→ **Location identification items**
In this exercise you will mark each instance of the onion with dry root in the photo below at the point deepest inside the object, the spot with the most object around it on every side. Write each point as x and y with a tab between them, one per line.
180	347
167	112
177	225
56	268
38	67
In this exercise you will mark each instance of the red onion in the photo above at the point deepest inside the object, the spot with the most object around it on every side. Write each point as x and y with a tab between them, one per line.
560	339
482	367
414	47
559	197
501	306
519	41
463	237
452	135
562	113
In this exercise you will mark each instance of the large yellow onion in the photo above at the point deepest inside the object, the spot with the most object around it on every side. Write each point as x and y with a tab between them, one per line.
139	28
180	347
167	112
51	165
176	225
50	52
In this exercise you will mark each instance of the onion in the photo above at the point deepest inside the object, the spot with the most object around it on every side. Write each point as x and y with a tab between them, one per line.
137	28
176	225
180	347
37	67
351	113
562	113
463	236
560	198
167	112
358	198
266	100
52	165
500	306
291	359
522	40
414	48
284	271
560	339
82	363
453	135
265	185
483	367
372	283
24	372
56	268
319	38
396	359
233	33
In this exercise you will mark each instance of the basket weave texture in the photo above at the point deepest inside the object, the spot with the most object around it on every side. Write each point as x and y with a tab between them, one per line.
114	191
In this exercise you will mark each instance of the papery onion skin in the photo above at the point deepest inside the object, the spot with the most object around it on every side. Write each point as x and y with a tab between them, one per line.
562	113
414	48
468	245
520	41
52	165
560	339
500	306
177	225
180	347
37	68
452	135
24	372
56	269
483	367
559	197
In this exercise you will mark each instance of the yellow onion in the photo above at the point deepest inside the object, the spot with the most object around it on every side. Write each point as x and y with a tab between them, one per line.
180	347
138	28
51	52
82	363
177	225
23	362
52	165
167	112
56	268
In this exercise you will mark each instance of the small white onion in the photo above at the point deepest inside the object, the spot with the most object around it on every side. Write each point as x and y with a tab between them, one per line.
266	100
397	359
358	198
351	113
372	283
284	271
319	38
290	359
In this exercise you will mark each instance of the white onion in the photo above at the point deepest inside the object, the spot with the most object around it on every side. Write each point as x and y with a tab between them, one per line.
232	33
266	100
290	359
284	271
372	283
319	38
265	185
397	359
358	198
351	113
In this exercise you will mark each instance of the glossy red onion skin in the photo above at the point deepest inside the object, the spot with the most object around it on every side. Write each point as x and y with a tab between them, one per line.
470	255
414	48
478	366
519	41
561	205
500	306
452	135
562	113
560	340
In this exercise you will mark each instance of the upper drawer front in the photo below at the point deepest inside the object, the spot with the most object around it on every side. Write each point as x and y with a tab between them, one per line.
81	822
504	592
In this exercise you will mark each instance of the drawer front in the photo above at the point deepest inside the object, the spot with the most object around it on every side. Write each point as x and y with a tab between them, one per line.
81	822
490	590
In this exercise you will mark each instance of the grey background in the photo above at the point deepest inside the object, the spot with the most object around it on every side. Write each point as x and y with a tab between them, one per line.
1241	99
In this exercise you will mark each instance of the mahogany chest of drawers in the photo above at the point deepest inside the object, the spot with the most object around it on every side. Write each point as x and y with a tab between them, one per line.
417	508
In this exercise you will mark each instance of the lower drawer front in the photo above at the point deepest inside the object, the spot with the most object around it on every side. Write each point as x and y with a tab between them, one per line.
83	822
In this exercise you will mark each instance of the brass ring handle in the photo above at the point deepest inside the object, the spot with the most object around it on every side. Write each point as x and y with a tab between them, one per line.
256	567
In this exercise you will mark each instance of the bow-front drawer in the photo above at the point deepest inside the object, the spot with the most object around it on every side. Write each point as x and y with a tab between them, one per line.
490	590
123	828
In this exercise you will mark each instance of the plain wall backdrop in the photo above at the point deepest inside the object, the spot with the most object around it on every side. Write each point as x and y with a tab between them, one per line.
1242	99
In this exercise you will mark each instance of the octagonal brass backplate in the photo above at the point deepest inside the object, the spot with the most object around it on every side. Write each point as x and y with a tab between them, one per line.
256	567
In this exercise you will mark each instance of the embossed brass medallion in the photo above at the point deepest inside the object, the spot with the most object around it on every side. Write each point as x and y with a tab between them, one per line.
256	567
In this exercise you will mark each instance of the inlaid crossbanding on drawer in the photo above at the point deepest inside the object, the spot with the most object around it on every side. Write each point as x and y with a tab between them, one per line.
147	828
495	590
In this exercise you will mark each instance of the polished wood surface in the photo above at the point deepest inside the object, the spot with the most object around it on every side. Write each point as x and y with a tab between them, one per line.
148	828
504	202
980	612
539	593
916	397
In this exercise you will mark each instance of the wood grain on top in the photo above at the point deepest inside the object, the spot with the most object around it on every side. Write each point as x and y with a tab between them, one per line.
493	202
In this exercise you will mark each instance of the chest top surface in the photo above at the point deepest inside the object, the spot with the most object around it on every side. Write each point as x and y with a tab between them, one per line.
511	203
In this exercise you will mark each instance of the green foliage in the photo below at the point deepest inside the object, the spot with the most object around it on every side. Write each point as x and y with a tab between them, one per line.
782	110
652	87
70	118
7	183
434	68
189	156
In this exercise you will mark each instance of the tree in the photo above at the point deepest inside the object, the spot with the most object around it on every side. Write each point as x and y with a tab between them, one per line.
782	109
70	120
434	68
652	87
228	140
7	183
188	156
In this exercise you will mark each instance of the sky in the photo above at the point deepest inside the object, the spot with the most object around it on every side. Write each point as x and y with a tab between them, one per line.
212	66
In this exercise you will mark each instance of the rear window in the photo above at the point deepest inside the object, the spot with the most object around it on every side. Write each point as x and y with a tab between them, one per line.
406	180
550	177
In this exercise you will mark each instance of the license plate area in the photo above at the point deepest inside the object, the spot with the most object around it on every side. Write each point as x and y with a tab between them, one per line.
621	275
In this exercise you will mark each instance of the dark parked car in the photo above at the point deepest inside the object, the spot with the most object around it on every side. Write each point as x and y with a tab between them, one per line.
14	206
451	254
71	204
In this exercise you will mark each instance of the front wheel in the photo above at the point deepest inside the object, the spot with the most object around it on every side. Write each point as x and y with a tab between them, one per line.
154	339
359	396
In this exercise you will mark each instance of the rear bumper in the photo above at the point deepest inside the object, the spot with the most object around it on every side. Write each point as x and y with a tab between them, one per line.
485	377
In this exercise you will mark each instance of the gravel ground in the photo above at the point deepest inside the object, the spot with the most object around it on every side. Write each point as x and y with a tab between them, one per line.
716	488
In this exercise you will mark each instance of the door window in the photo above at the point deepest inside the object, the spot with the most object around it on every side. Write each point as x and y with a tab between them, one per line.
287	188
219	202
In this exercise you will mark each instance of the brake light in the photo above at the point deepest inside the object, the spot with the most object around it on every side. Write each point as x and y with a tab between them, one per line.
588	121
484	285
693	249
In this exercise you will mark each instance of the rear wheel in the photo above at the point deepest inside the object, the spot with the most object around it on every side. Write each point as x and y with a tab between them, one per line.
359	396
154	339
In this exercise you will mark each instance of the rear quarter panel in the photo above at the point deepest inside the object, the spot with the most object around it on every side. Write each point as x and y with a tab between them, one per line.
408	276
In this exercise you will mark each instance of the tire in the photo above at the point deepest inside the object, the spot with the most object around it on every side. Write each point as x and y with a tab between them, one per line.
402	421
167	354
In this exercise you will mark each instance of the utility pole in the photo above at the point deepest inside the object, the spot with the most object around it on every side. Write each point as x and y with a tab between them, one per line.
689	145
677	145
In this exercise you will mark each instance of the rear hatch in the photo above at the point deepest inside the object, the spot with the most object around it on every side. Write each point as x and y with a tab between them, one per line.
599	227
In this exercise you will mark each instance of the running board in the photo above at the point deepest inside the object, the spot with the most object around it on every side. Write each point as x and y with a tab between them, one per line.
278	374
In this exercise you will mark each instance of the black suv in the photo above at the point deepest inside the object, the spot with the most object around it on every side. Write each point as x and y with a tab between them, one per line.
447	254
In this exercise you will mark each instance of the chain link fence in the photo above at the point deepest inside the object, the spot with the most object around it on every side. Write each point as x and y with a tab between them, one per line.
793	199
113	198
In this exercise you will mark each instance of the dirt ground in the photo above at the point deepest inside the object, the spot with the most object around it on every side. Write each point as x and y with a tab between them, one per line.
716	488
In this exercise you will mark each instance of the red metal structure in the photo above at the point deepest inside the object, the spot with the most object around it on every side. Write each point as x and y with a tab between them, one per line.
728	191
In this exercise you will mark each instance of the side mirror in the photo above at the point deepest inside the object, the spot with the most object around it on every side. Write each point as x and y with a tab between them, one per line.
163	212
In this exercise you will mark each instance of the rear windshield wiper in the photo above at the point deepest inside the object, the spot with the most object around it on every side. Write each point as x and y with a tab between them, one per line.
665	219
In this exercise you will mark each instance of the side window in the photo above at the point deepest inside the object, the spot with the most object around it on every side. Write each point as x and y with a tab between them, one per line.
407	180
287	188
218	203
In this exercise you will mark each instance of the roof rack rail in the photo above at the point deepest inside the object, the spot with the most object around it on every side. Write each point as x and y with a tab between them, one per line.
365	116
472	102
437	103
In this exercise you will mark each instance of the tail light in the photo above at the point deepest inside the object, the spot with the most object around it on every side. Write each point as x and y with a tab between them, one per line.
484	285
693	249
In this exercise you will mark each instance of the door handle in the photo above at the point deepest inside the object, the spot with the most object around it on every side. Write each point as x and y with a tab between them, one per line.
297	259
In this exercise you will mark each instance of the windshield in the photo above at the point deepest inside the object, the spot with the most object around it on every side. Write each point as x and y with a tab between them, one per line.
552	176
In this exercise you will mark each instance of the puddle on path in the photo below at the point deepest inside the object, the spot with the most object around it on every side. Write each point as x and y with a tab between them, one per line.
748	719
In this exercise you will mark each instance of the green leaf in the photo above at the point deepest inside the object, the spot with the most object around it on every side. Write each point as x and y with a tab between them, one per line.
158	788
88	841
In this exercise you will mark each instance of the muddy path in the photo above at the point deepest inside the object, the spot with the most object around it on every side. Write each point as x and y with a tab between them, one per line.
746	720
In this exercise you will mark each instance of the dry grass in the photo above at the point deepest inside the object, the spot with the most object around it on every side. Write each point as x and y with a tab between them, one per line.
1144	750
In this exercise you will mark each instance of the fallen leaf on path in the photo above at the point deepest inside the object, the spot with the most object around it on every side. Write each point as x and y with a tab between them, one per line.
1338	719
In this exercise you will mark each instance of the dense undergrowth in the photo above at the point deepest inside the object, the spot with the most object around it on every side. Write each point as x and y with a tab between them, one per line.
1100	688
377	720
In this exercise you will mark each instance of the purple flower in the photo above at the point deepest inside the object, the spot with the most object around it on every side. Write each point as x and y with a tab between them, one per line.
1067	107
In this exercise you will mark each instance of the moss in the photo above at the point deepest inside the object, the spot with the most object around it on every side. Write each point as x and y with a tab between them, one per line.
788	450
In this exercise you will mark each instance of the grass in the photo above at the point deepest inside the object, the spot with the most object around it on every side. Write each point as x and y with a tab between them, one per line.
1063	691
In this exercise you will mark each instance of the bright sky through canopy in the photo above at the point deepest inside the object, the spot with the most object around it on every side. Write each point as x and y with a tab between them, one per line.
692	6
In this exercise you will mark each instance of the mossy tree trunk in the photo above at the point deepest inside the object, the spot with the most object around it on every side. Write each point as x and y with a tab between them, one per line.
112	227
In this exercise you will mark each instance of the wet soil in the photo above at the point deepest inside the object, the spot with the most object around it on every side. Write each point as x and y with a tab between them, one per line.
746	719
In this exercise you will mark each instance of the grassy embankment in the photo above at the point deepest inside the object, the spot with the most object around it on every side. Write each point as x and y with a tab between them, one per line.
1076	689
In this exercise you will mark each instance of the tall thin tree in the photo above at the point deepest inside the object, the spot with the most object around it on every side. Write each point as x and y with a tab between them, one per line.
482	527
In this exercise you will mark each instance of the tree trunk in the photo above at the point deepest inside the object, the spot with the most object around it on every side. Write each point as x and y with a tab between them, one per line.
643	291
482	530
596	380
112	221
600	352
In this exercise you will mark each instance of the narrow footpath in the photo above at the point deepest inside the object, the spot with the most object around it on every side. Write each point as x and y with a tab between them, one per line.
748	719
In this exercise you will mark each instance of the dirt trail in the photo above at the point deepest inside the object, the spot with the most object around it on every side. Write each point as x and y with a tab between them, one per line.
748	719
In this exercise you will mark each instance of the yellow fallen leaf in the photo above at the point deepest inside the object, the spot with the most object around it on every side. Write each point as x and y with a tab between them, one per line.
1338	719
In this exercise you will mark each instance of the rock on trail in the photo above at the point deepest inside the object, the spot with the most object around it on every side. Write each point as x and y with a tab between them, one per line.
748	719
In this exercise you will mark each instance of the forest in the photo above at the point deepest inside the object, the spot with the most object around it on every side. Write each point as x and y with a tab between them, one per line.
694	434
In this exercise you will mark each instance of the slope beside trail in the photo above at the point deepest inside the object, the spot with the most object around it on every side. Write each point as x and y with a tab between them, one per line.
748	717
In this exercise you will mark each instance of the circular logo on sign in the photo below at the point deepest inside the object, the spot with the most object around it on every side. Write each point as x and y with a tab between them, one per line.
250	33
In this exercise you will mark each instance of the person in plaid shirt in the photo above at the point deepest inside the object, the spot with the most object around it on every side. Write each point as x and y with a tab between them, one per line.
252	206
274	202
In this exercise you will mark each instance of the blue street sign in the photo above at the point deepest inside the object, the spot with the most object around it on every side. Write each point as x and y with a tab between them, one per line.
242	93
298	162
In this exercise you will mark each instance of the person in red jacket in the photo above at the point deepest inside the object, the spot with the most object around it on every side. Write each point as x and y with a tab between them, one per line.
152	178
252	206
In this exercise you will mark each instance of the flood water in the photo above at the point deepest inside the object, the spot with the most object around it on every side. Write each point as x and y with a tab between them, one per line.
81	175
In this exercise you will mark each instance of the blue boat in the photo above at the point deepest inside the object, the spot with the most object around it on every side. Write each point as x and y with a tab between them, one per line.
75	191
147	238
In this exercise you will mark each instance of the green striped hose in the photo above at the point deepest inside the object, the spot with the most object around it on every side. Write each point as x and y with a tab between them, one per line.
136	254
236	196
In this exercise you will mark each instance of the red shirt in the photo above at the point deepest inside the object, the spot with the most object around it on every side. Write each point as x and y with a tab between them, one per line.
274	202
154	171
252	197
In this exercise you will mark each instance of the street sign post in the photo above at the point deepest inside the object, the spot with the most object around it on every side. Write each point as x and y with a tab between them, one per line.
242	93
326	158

→ **What this task involves**
Only the lines from the one that contains "the red shirt" to the end of the entries above should be given again, exactly and in full.

→ **Exercise output**
In this exercise you will mark each instance of the red shirt in the photo above at the point deepest inside the object, the spot with the most object around it on every side. Write each point as x and y with a tab between them, one per line.
274	202
154	171
252	197
In this exercise you will mark each instance of the street sign post in the photo above at the point deepest inside the object, the spot with the most object around it on every side. Write each point as x and y with a tab between them, one per line.
242	93
326	158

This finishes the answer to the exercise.